[[ Exercise inputs open ]]

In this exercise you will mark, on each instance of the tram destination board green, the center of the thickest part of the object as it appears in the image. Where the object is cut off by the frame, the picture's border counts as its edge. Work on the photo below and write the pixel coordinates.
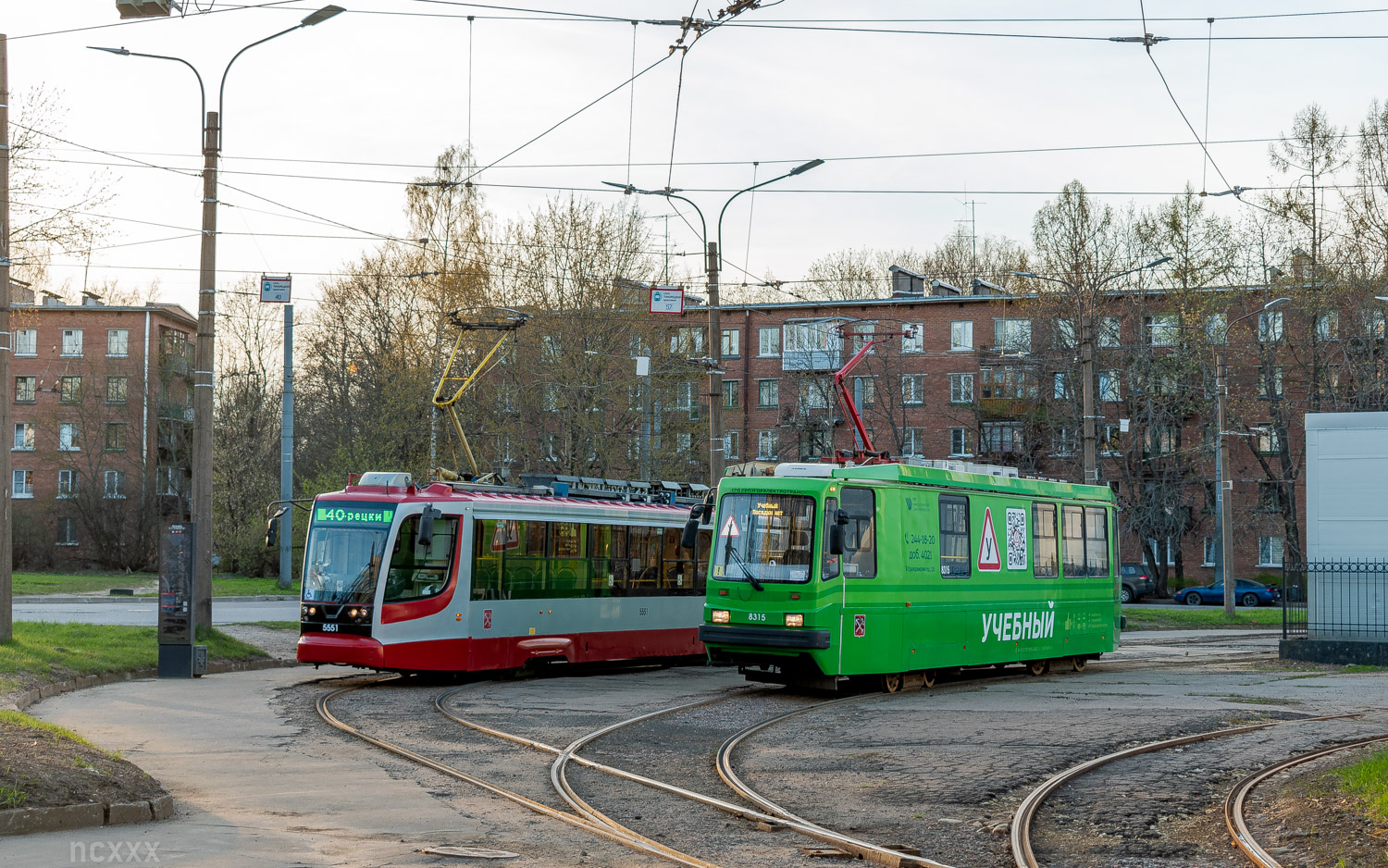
(343, 513)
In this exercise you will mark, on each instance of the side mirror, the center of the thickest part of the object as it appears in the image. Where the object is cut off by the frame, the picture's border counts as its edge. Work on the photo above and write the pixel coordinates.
(690, 535)
(836, 532)
(425, 537)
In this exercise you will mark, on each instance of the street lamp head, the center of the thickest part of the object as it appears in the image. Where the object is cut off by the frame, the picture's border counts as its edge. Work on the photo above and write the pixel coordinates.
(321, 16)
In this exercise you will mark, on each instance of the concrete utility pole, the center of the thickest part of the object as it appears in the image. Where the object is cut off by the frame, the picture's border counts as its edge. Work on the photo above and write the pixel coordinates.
(207, 316)
(713, 252)
(6, 352)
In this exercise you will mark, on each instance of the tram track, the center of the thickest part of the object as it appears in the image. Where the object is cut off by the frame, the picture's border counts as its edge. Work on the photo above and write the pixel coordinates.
(1023, 817)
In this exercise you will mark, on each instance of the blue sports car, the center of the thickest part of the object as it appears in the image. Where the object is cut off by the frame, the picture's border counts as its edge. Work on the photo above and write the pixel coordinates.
(1246, 592)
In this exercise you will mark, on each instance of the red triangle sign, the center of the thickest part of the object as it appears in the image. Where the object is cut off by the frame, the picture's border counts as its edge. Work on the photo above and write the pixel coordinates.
(988, 559)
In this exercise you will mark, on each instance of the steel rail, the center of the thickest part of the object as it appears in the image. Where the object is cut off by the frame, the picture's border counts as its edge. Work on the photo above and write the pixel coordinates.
(863, 850)
(635, 842)
(1022, 851)
(1234, 803)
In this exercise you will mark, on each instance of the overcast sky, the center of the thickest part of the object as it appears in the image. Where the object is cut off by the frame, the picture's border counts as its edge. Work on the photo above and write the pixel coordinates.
(329, 122)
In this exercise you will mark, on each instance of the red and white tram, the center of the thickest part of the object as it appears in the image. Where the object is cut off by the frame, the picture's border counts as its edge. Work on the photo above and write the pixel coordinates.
(465, 577)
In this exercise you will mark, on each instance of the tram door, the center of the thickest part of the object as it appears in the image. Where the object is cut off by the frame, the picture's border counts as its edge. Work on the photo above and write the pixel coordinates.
(871, 626)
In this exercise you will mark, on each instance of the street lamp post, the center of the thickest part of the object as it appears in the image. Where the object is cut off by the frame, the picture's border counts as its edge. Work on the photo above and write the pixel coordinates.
(713, 254)
(207, 316)
(1091, 460)
(1224, 490)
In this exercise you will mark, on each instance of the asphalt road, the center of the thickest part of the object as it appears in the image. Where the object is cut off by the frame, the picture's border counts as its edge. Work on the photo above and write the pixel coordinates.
(141, 612)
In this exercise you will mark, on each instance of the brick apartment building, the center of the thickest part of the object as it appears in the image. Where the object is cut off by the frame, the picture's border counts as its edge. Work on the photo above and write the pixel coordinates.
(102, 438)
(980, 375)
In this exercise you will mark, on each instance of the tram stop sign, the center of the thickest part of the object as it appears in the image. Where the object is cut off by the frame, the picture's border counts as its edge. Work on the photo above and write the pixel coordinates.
(275, 289)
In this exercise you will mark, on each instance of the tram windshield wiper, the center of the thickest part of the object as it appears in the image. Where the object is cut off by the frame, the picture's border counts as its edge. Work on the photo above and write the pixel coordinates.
(737, 559)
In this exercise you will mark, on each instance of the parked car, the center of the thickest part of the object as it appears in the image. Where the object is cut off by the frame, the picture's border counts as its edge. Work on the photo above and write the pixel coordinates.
(1137, 582)
(1246, 592)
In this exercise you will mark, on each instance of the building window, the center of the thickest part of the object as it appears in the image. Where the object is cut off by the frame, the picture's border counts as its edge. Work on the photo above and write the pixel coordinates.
(730, 389)
(912, 388)
(1160, 329)
(27, 341)
(960, 335)
(1001, 438)
(69, 389)
(67, 532)
(1065, 442)
(732, 343)
(24, 437)
(1327, 325)
(960, 443)
(1109, 440)
(688, 341)
(768, 341)
(1109, 389)
(1008, 382)
(768, 393)
(911, 442)
(1109, 332)
(960, 388)
(913, 341)
(865, 391)
(1216, 328)
(118, 341)
(114, 437)
(1060, 389)
(768, 443)
(813, 394)
(71, 341)
(1012, 335)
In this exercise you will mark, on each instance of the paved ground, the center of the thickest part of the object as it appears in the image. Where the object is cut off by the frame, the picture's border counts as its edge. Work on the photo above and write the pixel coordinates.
(258, 781)
(142, 612)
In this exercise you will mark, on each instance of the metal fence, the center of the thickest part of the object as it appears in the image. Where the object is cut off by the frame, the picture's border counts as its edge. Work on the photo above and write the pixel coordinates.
(1335, 601)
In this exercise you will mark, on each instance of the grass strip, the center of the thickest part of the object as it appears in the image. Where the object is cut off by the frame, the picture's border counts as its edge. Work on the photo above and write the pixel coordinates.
(1369, 781)
(1193, 618)
(42, 651)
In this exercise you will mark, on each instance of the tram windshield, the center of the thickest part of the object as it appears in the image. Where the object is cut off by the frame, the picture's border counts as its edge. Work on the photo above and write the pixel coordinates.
(763, 538)
(346, 543)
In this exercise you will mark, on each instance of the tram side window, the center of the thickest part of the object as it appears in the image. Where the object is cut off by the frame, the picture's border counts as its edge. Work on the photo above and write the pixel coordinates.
(1096, 542)
(1046, 562)
(860, 534)
(421, 571)
(954, 537)
(829, 565)
(1072, 534)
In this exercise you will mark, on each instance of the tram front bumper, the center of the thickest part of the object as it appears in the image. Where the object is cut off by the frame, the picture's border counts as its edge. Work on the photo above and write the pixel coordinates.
(762, 637)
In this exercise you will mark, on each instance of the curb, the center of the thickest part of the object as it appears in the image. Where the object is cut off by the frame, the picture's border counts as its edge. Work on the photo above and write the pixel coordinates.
(27, 821)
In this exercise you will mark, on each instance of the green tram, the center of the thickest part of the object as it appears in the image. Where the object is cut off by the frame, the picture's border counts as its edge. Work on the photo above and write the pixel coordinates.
(898, 573)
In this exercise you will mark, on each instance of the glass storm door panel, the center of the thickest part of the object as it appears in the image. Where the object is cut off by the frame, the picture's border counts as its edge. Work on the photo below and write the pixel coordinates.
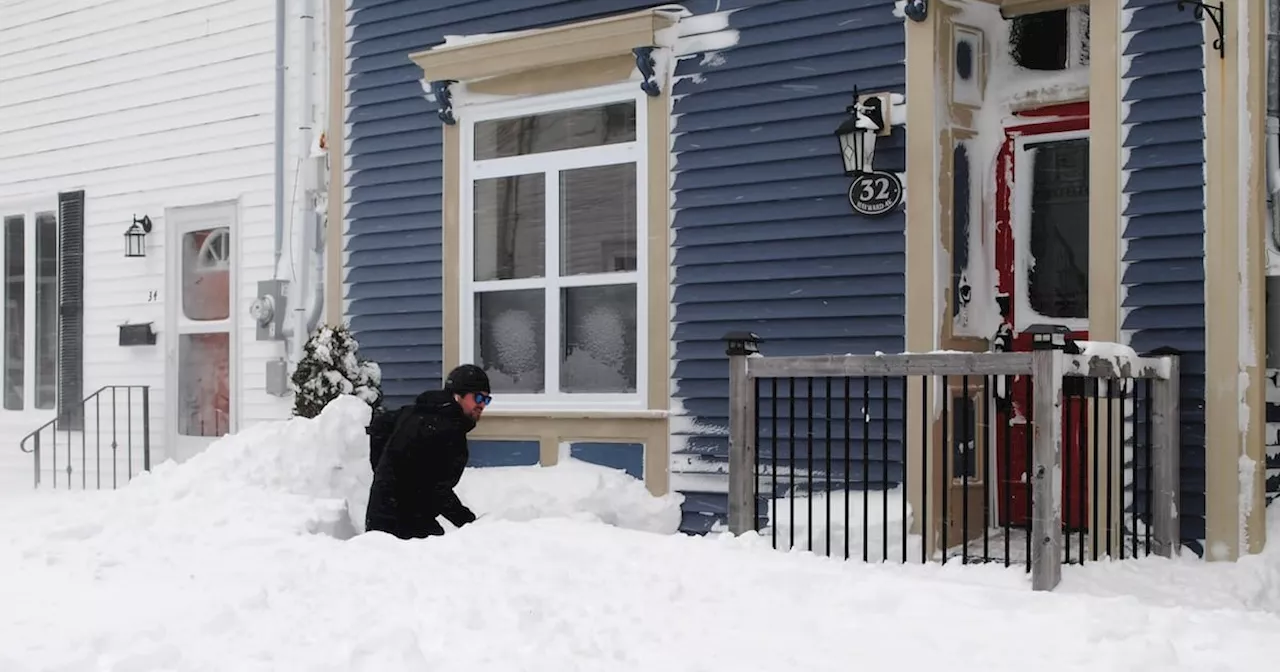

[[ Exercise inputs closed ]]

Problem details:
Set down the records above exactly, leaving out pictures.

Answer section:
In this exercise you will mark, on each instance of the tram destination board green, the center of the thickest part of the object as it appears in the image. Where the object is cut off by the frame, the picture's border counts as its edge. Work on the photo below and write the pixel coordinates.
(343, 513)
In this exercise you will mark, on each instance of the side mirror, the center of the thickest part of the object as it appears in the image. Where the object is cut off by the frame, the picture's border counts as its edge. Work on the photo above and write the pixel coordinates.
(690, 535)
(836, 532)
(425, 537)
In this exercise you will mark, on each instance of the street lamp head, the center of the thickest part of the object as it appears in the image. Where the object is cut off by the frame, the picture's border counts as its edge. Work on the photo above and write the pixel coordinates.
(321, 16)
In this exercise you will mark, on each instance of the concrete utility pole, the center of the thickest part of the object as it appears in the image. Where the object is cut off by the frame, the picture's border counts as its edge. Work on the photo above and write the pixel coordinates.
(207, 316)
(713, 252)
(6, 352)
In this exercise you will mark, on each instance of the tram track, the center of the thickest part of the object as it appears in the image. Where the object is cut off by the frame, the picture's border counts as its edge. Work on the photo above and write the pixel coordinates.
(1023, 817)
In this exercise you will mark, on each instance of the blue sports car, the center of the thickest part of the object as it appears in the image. Where the object is cut off by the frame, the picture's border counts as its edge. Work on the photo above and write the pixel coordinates.
(1246, 592)
In this exercise you will mark, on each instance of the red triangle sign, the center of the thickest part of the object as it appears in the image. Where the object is cut off by the frame, the picture's border counts as its edge. Work on the photo above and write the pixel coordinates.
(988, 559)
In this exercise you will mark, on each instance of the steel rail, the center of the thickest part of the object as it appears in the image. Where the object is cut off by the frame, the picture's border counts as its edge. Work on the photo above and write the pixel coordinates.
(863, 850)
(635, 842)
(1022, 851)
(1234, 803)
In this exercise you will mark, on each instance of the overcast sky, the center of the thickest part of the object as it appears in the image. Where the object is cut off by the frame, the picture's border counts as its edge. Work on the photo above and write the pixel coordinates.
(329, 122)
In this exercise you will mark, on each instance of the red and white tram, the center of the thickest part of the object as it appears in the image. Where the object is cut off by the frame, the picture's border counts as its edge. Work on the photo above and write the pixel coordinates.
(465, 577)
In this exercise you will mark, on each instance of the tram door, the center of the thickest part of the object as it appears in the image. Where the object is cut off by the frame, the picture's border counts as its edge. Work on the photo above and write the pixel coordinates.
(871, 626)
In this exercise you will mark, on each instance of the street lamp post, the center of the thickest part of the object as it appears in the image. Where the object is cut off by the frame, the picture's border counts as its edge. Work on the photo above and write the pixel coordinates.
(713, 254)
(207, 316)
(1091, 460)
(1224, 490)
In this exercise you will mark, on each instance of the asphalt road, the center of the thickest part of the object as it appears in the image. Where the object is cut off by the frame, the picture's border counts as its edge. Work on the photo above and write the pixel coordinates.
(141, 612)
In this exercise you will mark, on each instance of the brick apartment building, the center of the thickest part of the object as it appears in the image. Where the object is cut off by the frame, the picture's border counts as its edge. Work on the photo above and write the pixel coordinates.
(102, 438)
(980, 375)
In this exercise you will mark, on each instance of the tram stop sign, the center of the thickest part of the object as it appears in the image. Where the object is cut off by the frame, the picture's border counts as its edge. Work on the photo above and write the pixel coordinates.
(275, 289)
In this exercise you will mark, on each instance of the tram windshield wiper, the center of the thickest part of the object as it appears in the image. Where the object is cut off by the frame, the picture's border counts as its edge. Work on the photo above and write the pixel coordinates.
(737, 559)
In this exercise you will mark, on each instance of the parked car, the center of the thickest part of the object as it appears in the image. Where the object is cut off by the frame, the picture's border counts as its edge. Work on the photo above and write the pixel coordinates.
(1137, 582)
(1246, 592)
In this exercise you will mark, on each instance of the building window, the center of the thickest part of the object as it appears in the image. Where the object is cut off by the frame, the picture's border counts as its edge. Work on the photo above and write the pixel coordinates.
(730, 389)
(912, 388)
(1160, 329)
(27, 341)
(960, 335)
(1001, 438)
(69, 389)
(67, 532)
(1065, 442)
(732, 343)
(24, 437)
(1327, 325)
(960, 443)
(1109, 440)
(688, 341)
(768, 341)
(1109, 389)
(1008, 382)
(768, 393)
(911, 442)
(1109, 332)
(960, 388)
(913, 341)
(865, 391)
(1216, 328)
(118, 341)
(114, 437)
(1060, 389)
(768, 443)
(813, 394)
(71, 341)
(1012, 335)
In this exercise you will mark, on each instance of the paved ground, the center of the thickest part of the object as it appears in the image. Where the object is cut off by the frame, the picture's border counts as its edge. Work on the photo above and write the pixel coordinates.
(258, 781)
(142, 612)
In this exercise you will mark, on each instance of the metal fence, the center of the thickest part of the object as it appears in the image. Where the object is cut off by the frame, the picture's border counts as its edge. Work on the photo above and write the pixel coordinates.
(1335, 601)
In this exercise you will mark, on each instance of the grass strip, the center of the thickest part of the object as it appears in the image. Where the object is cut off by the frame, the picture's border counts as its edge. Work on the photo above and write the pixel coordinates.
(1369, 781)
(1193, 618)
(42, 651)
In this exercise you will mark, on each instance of the tram windshield, the center of the thickest part of the object as it appears in the image. Where the object is cut off by the frame, the picture's border counts as its edge. Work on the photo above and write the pixel coordinates.
(763, 538)
(346, 543)
In this exercise you will mark, on each instance of the tram side window, the center of the thickest part of the object as it appears in the image. Where the object is cut off by the frame, the picture's border counts as its edge. Work on the photo above and write the pixel coordinates.
(1096, 542)
(1046, 562)
(860, 534)
(421, 571)
(954, 537)
(829, 565)
(1072, 534)
In this exercise you will mark, on each instance of the tram front bumper, the center of the thickest part of the object as it appears in the image. Where the object is cut off by the frame, the picture's border counts as its edge. Work on the photo above and write the pixel coordinates.
(762, 637)
In this exercise you will mark, on each instance of the curb, the center of the thickest part of the object as it appears in the image. Where the object is cut off by the frame, the picture's border counts as its edge. Work on the photo above and write the pixel coordinates.
(27, 821)
In this exercise you will mark, on each instance of the green tram, the center of the thickest part of the object as it appears in the image. Where the object is cut off by the frame, the picture's border counts as its edge. Work on the photo above and write the pixel coordinates.
(898, 573)
In this exercise you will mark, on each instance of the glass storm door panel, the center of the thickest part of the object as it appears in the image. Where the object is cut off by the frame, the picture's border counts as its edge. Work on the photo below and write the pixel coordinates.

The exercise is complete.